## Start

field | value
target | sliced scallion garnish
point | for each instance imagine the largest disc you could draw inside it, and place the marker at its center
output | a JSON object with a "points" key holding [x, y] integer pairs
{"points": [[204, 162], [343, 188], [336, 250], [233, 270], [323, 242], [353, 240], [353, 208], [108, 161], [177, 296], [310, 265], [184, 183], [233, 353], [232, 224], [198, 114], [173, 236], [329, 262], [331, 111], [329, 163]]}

## End

What the task requires: Give every line of the listing above as a JSON list of strings, one string per line, leaving out blank lines.

Written answer:
[
  "field | value",
  "target | sliced scallion garnish",
  "point | for each instance imagine the largest disc you could draw inside it, and place the marker at its center",
  "output | a JSON object with a \"points\" key holding [x, y] integer pairs",
  "{\"points\": [[204, 162], [343, 188], [336, 250], [233, 270], [323, 242], [353, 240], [353, 208], [108, 161], [177, 296], [310, 265], [184, 183], [233, 353], [232, 224], [198, 114], [173, 236], [329, 262], [331, 111], [329, 163]]}"
]